**AUFGABEN:**
A) Prüfe für jede Aussage, ob sie mit dem Lesetext übereinstimmt, und belege dein Ja oder Nein mit dem entscheidenden Wortlaut:
(i) Der niedersächsische Teil des Bistums Münster reicht bis zur Insel Wangerooge.
(ii) Der Orgelatlas von Fritz Schild liegt für den katholischen Bereich vollständig ausgearbeitet vor.
(iii) Die Orgellandschaft wird auf der Webseite „Orgeln im Oldenburger Land“ dokumentiert.
B) Gib den Lesetext von „Ich bin Mu­si­ker“ bis einschließlich „den Fach­be­reich Mu­sik.“ wieder und ersetze darin „Wanger­ooge“ durch „Spiekeroog“.

**LESETEXT:**
▼▼▼

Thorsten Konigorski

Ich bin Mu­si­ker und ar­bei­te im Bi­schöf­lich Müns­ter­schen Of­fi­zia­lat, der kirch­lich­en Ver­wal­tungs­be­hör­de für den nie­der­säch­sisch­en Teil des Bis­tums Müns­ter, der sich vom Ort Dam­me im Sü­den über Ol­den­burg und Wil­helms­ha­ven bis zur In­sel Wanger­ooge in der Nord­see er­streckt. Dort be­treu­e ich als Kir­chen­mu­sik­di­rek­tor in der Kir­chen­ent­wick­lung den Fach­be­reich Mu­sik.

Das Of­fi­zia­lat un­ter­stützt die Pfar­rei­en durch eine qua­li­fi­zier­te Or­gel­­sach­­be­ra­tung, die ich als zer­ti­fi­zier­ter Or­gel­sach­ver­stän­di­ger or­ga­ni­sie­re. Ne­ben der Be­ra­tung stre­ben mein Kol­lege Dr. Ga­bri­el Isen­berg und ich ein mö­glichst voll­­stän­di­ges Bild der Or­gel­land­schaft des Of­fi­zia­lats­be­zirks an, das wir – in di­gi­ta­ler Fort­füh­rung zu Fritz Schilds für den ka­tho­li­schen Be­reich nur als Kon­zep­tion vor­lie­gend­em Or­gel­at­las – auf der Web­sei­te „Or­geln im Ol­den­bur­ger Land“ do­ku­men­tie­ren.

▲▲▲

**VORLIEGENDE ZEILEN:**
▼▼▼

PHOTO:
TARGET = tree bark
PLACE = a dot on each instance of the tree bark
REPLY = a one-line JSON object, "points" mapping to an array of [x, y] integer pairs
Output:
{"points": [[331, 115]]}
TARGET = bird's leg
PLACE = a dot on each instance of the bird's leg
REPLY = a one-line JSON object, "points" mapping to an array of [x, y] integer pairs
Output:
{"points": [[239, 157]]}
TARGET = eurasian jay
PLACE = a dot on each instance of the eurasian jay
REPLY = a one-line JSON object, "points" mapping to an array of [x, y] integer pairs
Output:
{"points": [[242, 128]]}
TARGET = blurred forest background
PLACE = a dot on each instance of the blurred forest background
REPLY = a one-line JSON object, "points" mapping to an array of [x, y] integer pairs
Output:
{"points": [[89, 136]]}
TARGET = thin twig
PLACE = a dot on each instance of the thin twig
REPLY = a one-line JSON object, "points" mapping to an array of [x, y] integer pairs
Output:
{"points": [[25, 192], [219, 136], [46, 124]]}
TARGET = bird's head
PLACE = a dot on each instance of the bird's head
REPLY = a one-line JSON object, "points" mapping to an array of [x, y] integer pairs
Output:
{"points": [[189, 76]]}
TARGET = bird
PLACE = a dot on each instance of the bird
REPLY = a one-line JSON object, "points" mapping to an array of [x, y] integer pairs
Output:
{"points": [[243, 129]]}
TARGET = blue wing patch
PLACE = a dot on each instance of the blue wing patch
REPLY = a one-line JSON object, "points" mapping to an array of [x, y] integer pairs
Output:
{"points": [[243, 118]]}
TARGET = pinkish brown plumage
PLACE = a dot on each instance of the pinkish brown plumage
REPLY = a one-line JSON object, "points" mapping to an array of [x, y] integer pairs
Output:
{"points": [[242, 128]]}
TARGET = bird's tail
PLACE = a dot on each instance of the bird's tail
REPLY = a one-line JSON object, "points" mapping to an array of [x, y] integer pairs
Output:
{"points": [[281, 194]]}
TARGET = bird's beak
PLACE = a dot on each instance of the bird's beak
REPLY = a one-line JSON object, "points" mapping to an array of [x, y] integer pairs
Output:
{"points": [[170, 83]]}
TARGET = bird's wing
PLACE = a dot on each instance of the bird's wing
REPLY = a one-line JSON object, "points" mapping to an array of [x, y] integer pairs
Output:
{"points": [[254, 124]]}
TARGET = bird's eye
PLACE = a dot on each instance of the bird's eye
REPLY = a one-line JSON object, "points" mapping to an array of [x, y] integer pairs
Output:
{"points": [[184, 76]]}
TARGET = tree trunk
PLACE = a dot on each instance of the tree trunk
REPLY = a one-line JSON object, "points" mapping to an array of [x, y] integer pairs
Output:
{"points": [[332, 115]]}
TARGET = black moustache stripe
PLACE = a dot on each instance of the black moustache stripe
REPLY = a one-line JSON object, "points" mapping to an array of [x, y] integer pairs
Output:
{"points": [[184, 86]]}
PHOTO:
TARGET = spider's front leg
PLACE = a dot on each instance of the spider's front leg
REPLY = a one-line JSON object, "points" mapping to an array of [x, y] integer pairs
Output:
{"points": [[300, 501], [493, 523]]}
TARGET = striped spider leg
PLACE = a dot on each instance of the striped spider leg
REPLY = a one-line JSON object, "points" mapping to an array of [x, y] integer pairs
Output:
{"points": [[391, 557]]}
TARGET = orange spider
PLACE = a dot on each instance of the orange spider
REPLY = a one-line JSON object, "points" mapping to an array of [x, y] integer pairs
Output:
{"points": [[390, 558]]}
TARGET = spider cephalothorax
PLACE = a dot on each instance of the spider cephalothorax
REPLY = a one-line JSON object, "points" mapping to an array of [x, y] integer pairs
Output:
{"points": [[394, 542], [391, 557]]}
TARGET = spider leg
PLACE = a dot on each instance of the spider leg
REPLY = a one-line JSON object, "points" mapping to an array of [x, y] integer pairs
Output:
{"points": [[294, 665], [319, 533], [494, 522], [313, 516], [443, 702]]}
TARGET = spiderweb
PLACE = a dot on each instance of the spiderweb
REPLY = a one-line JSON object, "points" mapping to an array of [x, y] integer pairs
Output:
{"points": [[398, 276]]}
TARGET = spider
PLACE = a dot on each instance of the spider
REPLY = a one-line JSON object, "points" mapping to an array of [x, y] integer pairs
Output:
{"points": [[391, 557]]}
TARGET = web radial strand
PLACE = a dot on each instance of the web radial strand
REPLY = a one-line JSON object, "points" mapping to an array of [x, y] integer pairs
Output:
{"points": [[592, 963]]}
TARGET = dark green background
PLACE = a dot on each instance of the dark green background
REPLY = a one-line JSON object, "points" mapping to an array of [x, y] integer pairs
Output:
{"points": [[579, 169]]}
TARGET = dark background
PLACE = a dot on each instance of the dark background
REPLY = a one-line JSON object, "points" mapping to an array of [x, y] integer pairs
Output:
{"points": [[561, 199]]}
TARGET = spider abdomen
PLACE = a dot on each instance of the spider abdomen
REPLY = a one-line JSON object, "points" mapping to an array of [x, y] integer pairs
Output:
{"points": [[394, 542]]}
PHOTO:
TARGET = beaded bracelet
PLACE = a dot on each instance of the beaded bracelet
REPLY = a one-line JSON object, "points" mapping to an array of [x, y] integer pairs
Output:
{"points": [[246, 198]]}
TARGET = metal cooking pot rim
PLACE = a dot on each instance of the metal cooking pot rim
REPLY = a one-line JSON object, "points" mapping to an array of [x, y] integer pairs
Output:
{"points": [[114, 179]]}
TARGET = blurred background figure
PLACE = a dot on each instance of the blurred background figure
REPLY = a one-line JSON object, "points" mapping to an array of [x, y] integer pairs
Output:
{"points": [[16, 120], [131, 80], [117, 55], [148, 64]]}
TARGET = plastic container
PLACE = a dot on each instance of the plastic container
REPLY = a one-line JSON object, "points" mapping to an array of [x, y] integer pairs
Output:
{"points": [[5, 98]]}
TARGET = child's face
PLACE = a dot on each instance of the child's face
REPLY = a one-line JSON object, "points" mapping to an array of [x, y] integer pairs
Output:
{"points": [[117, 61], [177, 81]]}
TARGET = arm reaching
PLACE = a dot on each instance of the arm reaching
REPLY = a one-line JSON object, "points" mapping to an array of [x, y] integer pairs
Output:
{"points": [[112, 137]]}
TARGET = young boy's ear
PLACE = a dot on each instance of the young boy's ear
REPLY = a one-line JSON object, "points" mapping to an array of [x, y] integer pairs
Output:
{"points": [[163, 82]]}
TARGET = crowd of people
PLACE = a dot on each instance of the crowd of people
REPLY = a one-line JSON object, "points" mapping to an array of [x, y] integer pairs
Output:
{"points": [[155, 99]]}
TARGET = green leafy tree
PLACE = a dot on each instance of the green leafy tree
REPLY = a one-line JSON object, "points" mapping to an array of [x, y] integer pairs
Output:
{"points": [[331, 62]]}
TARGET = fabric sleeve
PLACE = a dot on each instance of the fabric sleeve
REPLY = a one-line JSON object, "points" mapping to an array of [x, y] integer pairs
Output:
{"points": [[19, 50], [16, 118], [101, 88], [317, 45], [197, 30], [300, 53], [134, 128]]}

▲▲▲

**LÖSUNGEN:**
A)
(i) Ja: „bis zur In­sel Wanger­ooge in der Nord­see er­streckt“
(ii) Nein: „für den ka­tho­li­schen Be­reich nur als Kon­zep­tion vor­lie­gend­em Or­gel­at­las“
(iii) Ja: „auf der Web­sei­te „Or­geln im Ol­den­bur­ger Land“ do­ku­men­tie­ren“

B)
Ich bin Mu­si­ker und ar­bei­te im Bi­schöf­lich Müns­ter­schen Of­fi­zia­lat, der kirch­lich­en Ver­wal­tungs­be­hör­de für den nie­der­säch­sisch­en Teil des Bis­tums Müns­ter, der sich vom Ort Dam­me im Sü­den über Ol­den­burg und Wil­helms­ha­ven bis zur In­sel Spiekeroog in der Nord­see er­streckt. Dort be­treu­e ich als Kir­chen­mu­sik­di­rek­tor in der Kir­chen­ent­wick­lung den Fach­be­reich Mu­sik.